◆ **Opdracht A**
Geef voor elk van de volgende uitspraken aan of ze overeenkomt met de tekst over Enron en creative compliance. Beantwoord elke uitspraak met ja of nee en citeer letterlijk de woorden uit de tekst die de doorslag geven.
(i) De drie procent-regel gaat terug op een bepaling van de SEC uit 1991.
(ii) Bij ethical compliance wordt alleen de letter van wet- en regelgeving nageleefd.
(iii) In de strafzaak tegen voormalige Ahold-bestuurders kwam het verweer voor dat hun handelwijze door adviseurs was goedgekeurd.

◆ **Tekstfragment**
╔══
Compliance rapport 2009
Van creative compliance naar ethical compliance Enron als voorbeeld
De Enron-zaak staat symbool voor de Amerikaanse boekhoudschandalen. Maar ook voor creative compliance. Het hart van de zaak wordt gevormd door het buiten de balans houden van allerhande activiteiten. Door gebruik te maken van speciaal daartoe opgetuigde juridische structuren. Daarbij speelde de ‘drie procent-regel’ een belangrijke rol. Deze komt erop neer dat indien een derde partij - dus onafhankelijk van Enron - een belang neemt van tenminste 3 procent in het kapitaal van special purpose entities (SPE’s) alle bezittingen en schulden van die SPE’s buiten de boeken van de onderneming (Enron) kunnen worden gehouden. Daarmee konden risico’s buiten de balans van Enron worden gehouden. ‘Perfectly legal’ stelt McBarnet. Maar met haar komen we ook tot de conclusie: ‘perfect misleidend’. De risico’s blijven bij een dergelijke handelwijze immers bestaan en hebben zich in casu ook gemanifesteerd. De basis voor de drie procent-regel wordt gevonden in een bepaling van de Securities and Exchange Commission (SEC) uit 1991. Deze ziet op de verwerking van lease-structuren. Bratton stelt: ‘The agency never intended to set a 3 % as a one-size-fits-all bright line test (...) the outside equity test was intended not as a rule but as a flexible principle to be applied in the circumstances. But despite the agency’s jawboning, the accounting profession applied the principle as a 3 % bright line rule.’
Creative compliance (ook wel: literal, minimal of technical compliance): het conform de letter naleven van weten regelgeving. Ethical compliance (ook wel responsible compliance) het conform letter én geest naleven van wet- en regelgeving.
Juristen en accountants
Het Enron-voorbeeld laat zien dat een regel zodanig wordt uitgelegd dat niet langer wordt voldaan aan de bedoeling waarvoor die regel is opgesteld. Het is een perfect voorbeeld van creative compliance. Binnen de vakgebieden - met name belastingen en verslaggeving - waar advocaten, belastingadviseurs en accountants actief zijn komen we veel meer voorbeelden tegen. Een groot deel van de adviespraktijk floreert erdoor. Professionele ondersteuning is voor bestuurders die het spel creative compliance willen spelen essentieel. Ze kunnen zich vervolgens goed achter de adviseur verschuilen. Een klassiek verweer van bestuurders die worden aangesproken is dat hun handelwijze is geaccordeerd door de geraadpleegde adviseurs. Een dergelijk verweer zagen we bijvoorbeeld in de strafzaak tegen de voormalig Ahold-bestuurders Meurs en Van der Hoeven.
╚══
◆ **Werkgegevens**
╔══
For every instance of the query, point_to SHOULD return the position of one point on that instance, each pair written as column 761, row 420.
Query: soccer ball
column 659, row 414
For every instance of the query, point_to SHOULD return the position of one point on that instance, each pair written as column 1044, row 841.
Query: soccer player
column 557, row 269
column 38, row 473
╚══
╔══
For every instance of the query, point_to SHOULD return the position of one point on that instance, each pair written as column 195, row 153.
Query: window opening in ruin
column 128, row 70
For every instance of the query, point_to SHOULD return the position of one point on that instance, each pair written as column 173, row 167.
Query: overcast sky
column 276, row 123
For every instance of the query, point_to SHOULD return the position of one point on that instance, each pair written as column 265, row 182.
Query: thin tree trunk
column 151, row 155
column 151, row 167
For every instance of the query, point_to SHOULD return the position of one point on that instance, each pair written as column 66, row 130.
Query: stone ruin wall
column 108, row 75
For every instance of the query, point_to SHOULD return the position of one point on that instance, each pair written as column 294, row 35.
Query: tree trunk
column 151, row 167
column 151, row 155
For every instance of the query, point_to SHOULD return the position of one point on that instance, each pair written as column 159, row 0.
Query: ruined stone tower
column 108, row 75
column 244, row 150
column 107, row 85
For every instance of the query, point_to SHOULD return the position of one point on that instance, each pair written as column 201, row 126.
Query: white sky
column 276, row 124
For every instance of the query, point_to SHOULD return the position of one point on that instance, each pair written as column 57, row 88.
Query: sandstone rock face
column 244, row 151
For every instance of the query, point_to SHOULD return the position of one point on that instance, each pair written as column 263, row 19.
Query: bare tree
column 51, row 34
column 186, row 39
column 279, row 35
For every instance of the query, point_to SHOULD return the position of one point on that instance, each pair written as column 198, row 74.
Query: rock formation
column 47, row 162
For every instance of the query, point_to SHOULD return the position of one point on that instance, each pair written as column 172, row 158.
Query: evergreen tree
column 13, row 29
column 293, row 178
╚══
◆ **Opdracht B**
Zet de regels uit de rijen van de werkgegevens in een Markdown-tabel met de kolommen Nr en Regel. Begin bij de regel met "173, row 167." en eindig bij de regel met "column 293, row 178", beide inbegrepen, en laat lege regels weg.

◆ **Antwoord A**
(i) Ja: "De basis voor de drie procent-regel wordt gevonden in een bepaling van de Securities and Exchange Commission (SEC) uit 1991."
(ii) Nee: "Ethical compliance (ook wel responsible compliance) het conform letter én geest naleven van wet- en regelgeving."
(iii) Ja: "Een dergelijk verweer zagen we bijvoorbeeld in de strafzaak tegen de voormalig Ahold-bestuurders Meurs en Van der Hoeven."

◆ **Antwoord B**
| Nr | Regel |
|---|---|
| 1 | For every instance of the query, point_to SHOULD return the position of one point on that instance, each pair written as column 173, row 167. |
| 2 | Query: overcast sky |
| 3 | column 276, row 123 |
| 4 | For every instance of the query, point_to SHOULD return the position of one point on that instance, each pair written as column 265, row 182. |
| 5 | Query: thin tree trunk |
| 6 | column 151, row 155 |
| 7 | column 151, row 167 |
| 8 | For every instance of the query, point_to SHOULD return the position of one point on that instance, each pair written as column 66, row 130. |
| 9 | Query: stone ruin wall |
| 10 | column 108, row 75 |
| 11 | For every instance of the query, point_to SHOULD return the position of one point on that instance, each pair written as column 294, row 35. |
| 12 | Query: tree trunk |
| 13 | column 151, row 167 |
| 14 | column 151, row 155 |
| 15 | For every instance of the query, point_to SHOULD return the position of one point on that instance, each pair written as column 159, row 0. |
| 16 | Query: ruined stone tower |
| 17 | column 108, row 75 |
| 18 | column 244, row 150 |
| 19 | column 107, row 85 |
| 20 | For every instance of the query, point_to SHOULD return the position of one point on that instance, each pair written as column 201, row 126. |
| 21 | Query: white sky |
| 22 | column 276, row 124 |
| 23 | For every instance of the query, point_to SHOULD return the position of one point on that instance, each pair written as column 57, row 88. |
| 24 | Query: sandstone rock face |
| 25 | column 244, row 151 |
| 26 | For every instance of the query, point_to SHOULD return the position of one point on that instance, each pair written as column 263, row 19. |
| 27 | Query: bare tree |
| 28 | column 51, row 34 |
| 29 | column 186, row 39 |
| 30 | column 279, row 35 |
| 31 | For every instance of the query, point_to SHOULD return the position of one point on that instance, each pair written as column 198, row 74. |
| 32 | Query: rock formation |
| 33 | column 47, row 162 |
| 34 | For every instance of the query, point_to SHOULD return the position of one point on that instance, each pair written as column 172, row 158. |
| 35 | Query: evergreen tree |
| 36 | column 13, row 29 |
| 37 | column 293, row 178 |